**Task details**
Every line containing "grass" should be identified and copied from the data below.

[Segmentation mask data]
----

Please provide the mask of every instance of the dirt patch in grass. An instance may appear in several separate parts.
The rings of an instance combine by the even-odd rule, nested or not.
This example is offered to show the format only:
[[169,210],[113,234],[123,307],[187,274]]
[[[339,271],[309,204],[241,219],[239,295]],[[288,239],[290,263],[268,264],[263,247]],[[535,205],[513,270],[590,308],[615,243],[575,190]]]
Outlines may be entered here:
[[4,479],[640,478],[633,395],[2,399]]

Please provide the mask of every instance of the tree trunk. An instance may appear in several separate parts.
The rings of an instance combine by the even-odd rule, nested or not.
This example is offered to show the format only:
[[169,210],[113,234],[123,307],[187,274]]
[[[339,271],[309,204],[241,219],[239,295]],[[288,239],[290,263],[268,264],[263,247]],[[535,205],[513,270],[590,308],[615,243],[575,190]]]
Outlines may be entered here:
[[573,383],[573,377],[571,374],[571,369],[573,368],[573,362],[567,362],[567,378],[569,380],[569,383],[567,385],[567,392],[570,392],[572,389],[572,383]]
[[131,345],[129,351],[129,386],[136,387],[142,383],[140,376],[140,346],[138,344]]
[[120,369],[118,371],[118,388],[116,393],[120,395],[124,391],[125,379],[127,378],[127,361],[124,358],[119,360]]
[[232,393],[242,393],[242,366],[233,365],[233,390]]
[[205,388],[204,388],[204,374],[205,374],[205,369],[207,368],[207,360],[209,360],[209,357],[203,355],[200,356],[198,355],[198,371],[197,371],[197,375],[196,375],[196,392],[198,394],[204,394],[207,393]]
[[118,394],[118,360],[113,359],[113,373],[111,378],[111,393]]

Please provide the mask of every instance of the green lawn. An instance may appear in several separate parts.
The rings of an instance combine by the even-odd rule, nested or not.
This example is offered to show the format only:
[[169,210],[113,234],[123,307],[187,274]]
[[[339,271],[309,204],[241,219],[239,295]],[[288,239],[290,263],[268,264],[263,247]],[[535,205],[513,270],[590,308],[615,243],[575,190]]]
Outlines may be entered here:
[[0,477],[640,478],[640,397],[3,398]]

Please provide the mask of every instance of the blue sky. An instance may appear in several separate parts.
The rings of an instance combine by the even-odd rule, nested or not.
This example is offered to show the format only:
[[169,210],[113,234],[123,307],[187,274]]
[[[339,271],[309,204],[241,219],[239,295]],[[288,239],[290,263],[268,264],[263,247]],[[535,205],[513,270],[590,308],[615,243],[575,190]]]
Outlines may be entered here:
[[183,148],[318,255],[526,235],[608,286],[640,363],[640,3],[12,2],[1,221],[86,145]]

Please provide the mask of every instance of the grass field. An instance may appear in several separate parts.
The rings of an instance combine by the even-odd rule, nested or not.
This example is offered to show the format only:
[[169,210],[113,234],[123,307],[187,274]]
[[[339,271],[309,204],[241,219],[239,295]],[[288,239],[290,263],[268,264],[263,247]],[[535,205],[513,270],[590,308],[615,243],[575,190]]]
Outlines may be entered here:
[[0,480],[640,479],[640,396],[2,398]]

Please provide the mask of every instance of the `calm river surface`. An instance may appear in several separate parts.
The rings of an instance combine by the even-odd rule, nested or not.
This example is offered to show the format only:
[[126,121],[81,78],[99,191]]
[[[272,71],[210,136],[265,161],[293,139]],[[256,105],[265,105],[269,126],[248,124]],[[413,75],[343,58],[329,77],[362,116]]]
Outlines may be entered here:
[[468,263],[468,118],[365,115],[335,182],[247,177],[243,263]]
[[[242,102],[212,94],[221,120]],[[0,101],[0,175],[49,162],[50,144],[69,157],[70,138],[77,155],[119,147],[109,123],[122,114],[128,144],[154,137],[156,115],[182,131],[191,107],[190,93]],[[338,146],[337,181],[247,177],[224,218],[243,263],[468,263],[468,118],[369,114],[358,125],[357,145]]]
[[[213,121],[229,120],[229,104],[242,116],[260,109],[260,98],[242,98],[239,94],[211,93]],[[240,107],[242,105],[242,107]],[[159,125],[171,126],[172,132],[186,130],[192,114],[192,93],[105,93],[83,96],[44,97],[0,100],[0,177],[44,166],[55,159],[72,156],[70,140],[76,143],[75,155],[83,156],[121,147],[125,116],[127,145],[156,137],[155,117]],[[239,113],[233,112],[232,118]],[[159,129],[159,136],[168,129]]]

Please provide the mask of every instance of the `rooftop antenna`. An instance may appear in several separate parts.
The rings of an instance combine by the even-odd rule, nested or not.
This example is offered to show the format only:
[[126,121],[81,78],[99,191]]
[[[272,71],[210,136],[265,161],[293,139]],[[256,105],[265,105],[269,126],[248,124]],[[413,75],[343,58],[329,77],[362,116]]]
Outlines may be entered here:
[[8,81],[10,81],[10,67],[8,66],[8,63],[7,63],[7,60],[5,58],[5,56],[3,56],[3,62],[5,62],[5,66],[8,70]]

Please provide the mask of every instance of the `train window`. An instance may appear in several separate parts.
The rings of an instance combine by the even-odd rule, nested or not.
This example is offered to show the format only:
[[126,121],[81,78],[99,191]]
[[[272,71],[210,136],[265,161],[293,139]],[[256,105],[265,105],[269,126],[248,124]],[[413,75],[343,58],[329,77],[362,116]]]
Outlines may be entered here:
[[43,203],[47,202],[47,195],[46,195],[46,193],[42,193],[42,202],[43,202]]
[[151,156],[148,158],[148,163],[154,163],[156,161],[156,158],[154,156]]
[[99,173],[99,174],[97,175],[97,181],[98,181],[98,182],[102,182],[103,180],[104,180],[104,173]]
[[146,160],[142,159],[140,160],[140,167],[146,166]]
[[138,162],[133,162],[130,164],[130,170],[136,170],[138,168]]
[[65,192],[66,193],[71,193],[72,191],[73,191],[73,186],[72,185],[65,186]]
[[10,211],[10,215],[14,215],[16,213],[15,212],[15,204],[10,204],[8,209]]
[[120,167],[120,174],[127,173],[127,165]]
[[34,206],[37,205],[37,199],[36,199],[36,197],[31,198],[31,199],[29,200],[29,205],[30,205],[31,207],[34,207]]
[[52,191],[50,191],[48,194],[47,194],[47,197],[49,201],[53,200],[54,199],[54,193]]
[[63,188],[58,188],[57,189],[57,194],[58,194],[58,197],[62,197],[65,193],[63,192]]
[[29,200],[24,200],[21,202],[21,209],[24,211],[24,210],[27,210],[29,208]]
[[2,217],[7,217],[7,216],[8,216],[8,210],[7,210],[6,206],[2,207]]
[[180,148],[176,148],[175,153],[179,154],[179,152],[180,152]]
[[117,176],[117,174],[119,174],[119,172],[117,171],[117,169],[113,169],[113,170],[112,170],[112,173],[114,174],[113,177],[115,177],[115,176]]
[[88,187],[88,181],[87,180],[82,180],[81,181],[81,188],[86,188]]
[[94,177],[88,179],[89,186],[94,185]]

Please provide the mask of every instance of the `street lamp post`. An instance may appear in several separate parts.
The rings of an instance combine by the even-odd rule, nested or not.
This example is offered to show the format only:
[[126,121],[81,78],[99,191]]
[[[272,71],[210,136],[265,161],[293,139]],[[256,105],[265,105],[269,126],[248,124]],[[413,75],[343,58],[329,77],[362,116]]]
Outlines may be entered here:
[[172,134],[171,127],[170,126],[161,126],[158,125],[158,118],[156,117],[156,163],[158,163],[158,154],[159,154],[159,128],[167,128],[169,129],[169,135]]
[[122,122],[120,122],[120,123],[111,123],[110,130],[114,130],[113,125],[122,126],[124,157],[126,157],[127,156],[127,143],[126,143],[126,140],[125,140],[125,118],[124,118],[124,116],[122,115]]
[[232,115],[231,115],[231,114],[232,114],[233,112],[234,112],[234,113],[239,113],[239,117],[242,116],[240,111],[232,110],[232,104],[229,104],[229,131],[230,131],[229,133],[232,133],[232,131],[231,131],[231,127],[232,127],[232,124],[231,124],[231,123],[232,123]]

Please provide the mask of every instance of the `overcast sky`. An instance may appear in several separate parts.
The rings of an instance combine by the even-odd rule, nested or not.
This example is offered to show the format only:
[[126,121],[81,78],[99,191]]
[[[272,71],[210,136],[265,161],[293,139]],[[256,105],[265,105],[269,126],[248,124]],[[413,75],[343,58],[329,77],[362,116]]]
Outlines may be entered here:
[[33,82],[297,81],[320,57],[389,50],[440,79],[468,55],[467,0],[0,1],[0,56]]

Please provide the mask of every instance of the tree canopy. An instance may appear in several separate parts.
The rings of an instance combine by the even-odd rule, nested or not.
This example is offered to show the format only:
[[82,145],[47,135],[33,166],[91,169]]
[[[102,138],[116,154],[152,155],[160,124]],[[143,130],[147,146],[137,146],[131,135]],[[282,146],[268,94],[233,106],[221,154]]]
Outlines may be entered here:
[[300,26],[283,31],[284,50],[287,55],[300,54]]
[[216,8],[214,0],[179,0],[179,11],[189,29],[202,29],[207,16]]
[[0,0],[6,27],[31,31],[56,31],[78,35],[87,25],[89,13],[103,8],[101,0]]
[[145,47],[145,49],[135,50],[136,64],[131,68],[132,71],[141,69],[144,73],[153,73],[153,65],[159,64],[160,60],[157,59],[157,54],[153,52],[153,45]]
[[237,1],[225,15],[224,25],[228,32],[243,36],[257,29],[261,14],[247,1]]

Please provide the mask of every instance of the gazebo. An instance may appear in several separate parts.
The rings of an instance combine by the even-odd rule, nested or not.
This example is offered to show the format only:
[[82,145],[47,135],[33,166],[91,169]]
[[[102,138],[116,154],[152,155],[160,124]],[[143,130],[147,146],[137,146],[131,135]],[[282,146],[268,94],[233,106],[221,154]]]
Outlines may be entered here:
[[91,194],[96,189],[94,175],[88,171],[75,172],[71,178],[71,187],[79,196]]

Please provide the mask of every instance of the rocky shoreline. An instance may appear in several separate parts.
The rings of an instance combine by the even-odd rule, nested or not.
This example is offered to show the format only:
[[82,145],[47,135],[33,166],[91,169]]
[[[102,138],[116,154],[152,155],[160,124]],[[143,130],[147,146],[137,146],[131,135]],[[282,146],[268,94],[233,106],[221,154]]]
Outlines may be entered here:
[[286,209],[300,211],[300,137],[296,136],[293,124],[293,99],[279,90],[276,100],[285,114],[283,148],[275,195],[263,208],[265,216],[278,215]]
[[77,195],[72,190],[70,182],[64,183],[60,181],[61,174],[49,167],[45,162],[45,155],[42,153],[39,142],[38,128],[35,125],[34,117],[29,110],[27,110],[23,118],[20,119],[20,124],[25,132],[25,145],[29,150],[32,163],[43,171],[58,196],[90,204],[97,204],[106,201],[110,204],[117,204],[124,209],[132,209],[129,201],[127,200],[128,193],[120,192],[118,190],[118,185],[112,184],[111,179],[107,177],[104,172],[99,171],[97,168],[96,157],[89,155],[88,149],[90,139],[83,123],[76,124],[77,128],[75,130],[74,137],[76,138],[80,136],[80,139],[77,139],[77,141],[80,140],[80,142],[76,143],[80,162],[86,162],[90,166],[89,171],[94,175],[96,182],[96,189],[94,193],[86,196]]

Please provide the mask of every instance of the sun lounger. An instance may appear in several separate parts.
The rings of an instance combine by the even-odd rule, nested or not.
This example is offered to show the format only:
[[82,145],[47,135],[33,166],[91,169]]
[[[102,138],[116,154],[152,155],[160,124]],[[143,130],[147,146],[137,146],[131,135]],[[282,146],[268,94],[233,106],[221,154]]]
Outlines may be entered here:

----

**Problem solution**
Please provide the mask of every instance of the dirt patch in grass. An instance may appear in several separate parts.
Please provide the mask of every instance of the grass field. An instance may appear in several separate parts.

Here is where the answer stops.